• **Task brief**
In your copy, include no images, and write out every entry below exactly as it stands.

• **Data records**
---------------

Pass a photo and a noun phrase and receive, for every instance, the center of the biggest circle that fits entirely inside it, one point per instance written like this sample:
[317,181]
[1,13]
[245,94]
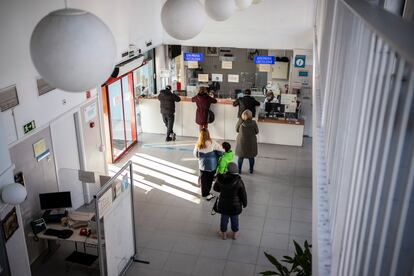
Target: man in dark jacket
[232,200]
[203,102]
[167,105]
[246,102]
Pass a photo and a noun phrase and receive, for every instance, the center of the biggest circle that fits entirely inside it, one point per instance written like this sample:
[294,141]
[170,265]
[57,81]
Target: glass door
[121,115]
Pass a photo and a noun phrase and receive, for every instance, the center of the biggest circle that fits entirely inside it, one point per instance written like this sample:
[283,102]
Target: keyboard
[52,232]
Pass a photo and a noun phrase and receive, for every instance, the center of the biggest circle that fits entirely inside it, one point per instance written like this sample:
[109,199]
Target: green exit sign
[29,127]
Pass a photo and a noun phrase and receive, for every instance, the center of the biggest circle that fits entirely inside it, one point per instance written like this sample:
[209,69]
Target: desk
[76,256]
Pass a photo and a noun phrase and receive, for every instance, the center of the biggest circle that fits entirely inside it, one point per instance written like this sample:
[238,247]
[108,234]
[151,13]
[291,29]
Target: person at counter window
[167,106]
[246,102]
[270,97]
[207,151]
[246,142]
[203,102]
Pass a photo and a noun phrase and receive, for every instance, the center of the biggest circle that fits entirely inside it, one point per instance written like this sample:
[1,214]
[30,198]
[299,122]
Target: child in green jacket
[225,159]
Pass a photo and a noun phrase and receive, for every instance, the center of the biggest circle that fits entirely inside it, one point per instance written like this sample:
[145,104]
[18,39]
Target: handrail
[394,30]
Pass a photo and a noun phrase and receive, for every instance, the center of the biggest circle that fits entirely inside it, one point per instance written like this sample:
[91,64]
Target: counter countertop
[188,99]
[276,121]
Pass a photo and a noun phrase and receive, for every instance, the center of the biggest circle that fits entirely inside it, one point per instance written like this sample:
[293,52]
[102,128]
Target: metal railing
[364,148]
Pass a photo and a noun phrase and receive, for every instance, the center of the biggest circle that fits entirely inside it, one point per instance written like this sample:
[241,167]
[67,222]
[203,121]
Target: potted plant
[300,264]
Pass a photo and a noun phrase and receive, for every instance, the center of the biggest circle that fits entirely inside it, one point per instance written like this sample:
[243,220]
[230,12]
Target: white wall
[131,21]
[272,24]
[16,245]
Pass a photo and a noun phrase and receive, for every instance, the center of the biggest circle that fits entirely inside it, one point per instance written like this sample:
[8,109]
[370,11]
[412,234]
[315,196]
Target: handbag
[210,116]
[215,210]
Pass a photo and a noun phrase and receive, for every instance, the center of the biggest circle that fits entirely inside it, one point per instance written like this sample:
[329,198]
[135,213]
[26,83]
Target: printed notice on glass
[203,77]
[192,64]
[217,77]
[233,78]
[105,203]
[264,67]
[226,64]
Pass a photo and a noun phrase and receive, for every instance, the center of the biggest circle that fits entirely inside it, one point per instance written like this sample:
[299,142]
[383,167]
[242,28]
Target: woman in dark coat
[246,143]
[203,101]
[232,200]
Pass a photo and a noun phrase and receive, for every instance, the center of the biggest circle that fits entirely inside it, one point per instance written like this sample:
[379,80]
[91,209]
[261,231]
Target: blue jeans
[234,223]
[251,163]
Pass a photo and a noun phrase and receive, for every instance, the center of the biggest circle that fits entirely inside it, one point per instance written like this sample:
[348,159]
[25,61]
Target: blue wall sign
[193,57]
[264,60]
[300,61]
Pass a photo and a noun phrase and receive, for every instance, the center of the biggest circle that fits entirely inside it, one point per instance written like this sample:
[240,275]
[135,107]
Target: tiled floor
[179,237]
[177,234]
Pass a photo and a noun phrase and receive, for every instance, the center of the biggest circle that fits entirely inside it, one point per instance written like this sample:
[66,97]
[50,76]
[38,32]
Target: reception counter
[271,131]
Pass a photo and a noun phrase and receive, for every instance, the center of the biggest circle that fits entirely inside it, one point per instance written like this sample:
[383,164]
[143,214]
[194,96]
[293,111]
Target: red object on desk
[85,232]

---------------

• **Task result**
Pass a photo and a noun phrase and receive, for every instance, the center of the biggest circle that fits entirely inside it, one point per instance written like this sample:
[317,181]
[1,13]
[245,94]
Target: man in dark jacket
[232,200]
[203,102]
[167,105]
[246,102]
Pass a photo and a noun phrase and receive, for every instance, the center of the biggest circle that fits entirely inside it, one point per instance written like this sample:
[294,141]
[170,265]
[57,81]
Target: glass door
[121,115]
Pass a photo and a noun phrase and receive, for every instance, the center of the biggest circle that fits entirely inside it, one point per instance written like this sample:
[283,102]
Target: keyboard
[52,232]
Pass a photo and a noun phrase and receive, for every instance, the center of the biggest circle that fits entirely inside it, one point per instance written like this sample:
[109,199]
Target: green exit sign
[29,127]
Pass a photo and a noun phrase and receive, for every instance, the center of the biggest circle that fits entirely inside it, one point per instance written like this sample:
[209,69]
Target: desk
[76,256]
Pass a photo and a noun phrase and receive, for every instance, the center of the biggest circle that fits entirely inside it, one point per instance written like this sample:
[238,247]
[108,234]
[151,13]
[291,29]
Target: person at counter window
[167,106]
[246,102]
[270,97]
[207,151]
[246,142]
[203,102]
Pass a photo and a noun phrase and receive, for every instance, the center of the biggest circle that fits entirely inside it, one point per instance written like this sample:
[1,214]
[30,198]
[299,122]
Target: child in green jacket
[225,159]
Pass a photo and a noun phrase and receive, for every instance, the center of the biggest circle that fits entirely inside it, one point per instance written like this sample:
[145,104]
[18,39]
Target: handrail
[394,30]
Pass a photo and a noun phrase and receive, for every instance, the center of the biggest circle that fits entirely inside it, one point per instance written like this sample:
[91,64]
Target: counter countertop
[188,99]
[276,121]
Pass a photo and a noun phrase and receive, for every instance, the center of the biggest circle that fits entirely inside it, one point per instance written like this sample:
[293,52]
[102,128]
Target: metal railing
[364,148]
Pass a photo and a noun phrase and receive, for every instance, the center of the biggest circle that fits entirely inside it, one point per instance written like this sample:
[241,167]
[67,222]
[203,121]
Target: potted plant
[300,264]
Pass a photo and a noun phrase and receive, for every instance, the center of the biggest circle that fits entirely inside it, one point per instance written like this sample:
[243,220]
[230,12]
Target: white wall
[131,21]
[272,24]
[16,245]
Pass a photo and a noun phrase and receive, for every instance, the center of the biggest circle that fits entirely inside it, one point per instance written like this sample:
[8,109]
[370,11]
[412,234]
[315,196]
Target: handbag
[210,116]
[215,210]
Pass a photo and a noun phrase and receive, for every instance, the center of the biggest circle that fits entirely inside it, one point per instance written like this sample:
[329,198]
[135,213]
[26,83]
Target: printed notice on glass
[203,77]
[192,64]
[217,77]
[233,78]
[105,203]
[264,67]
[226,64]
Pass a photo and a noun phrase and receive, for every instance, the center of the biggest circle that fits entirely inside it, one point per instance written like this sample:
[299,142]
[383,167]
[242,28]
Target: woman in dark coat
[246,143]
[203,101]
[232,200]
Pass a photo and a noun phrase and receive, for every instance, the center of the biggest circle that fits entirely inside it, one point per instance written like this sample:
[379,80]
[91,209]
[261,231]
Target: blue jeans
[234,223]
[251,163]
Pass a photo and a noun phrase and receive, for every instance, the center of the biggest circle that fits entirely inside it, one point per instance written like this sample:
[348,159]
[25,61]
Target: blue wall sign
[193,57]
[264,60]
[300,61]
Pass a photo and a noun phrase and receive, for every instance, the center of the biggest circle that fits entirely inside it, one point per instance written like this sample:
[240,275]
[135,107]
Target: tiled floor
[179,237]
[177,234]
Pass a photo and a noun phrase and receive, for every instance, the center of the biggest circle that fits entirely inside it, one point per instance written like this sample:
[66,97]
[50,76]
[38,32]
Target: reception counter
[271,131]
Pass a photo and a noun phrase and receive, for every instance, the center of the biggest circle that fits entirely inside it, one point per instance written like this sample:
[383,164]
[143,214]
[194,96]
[293,111]
Target: red object on desk
[85,232]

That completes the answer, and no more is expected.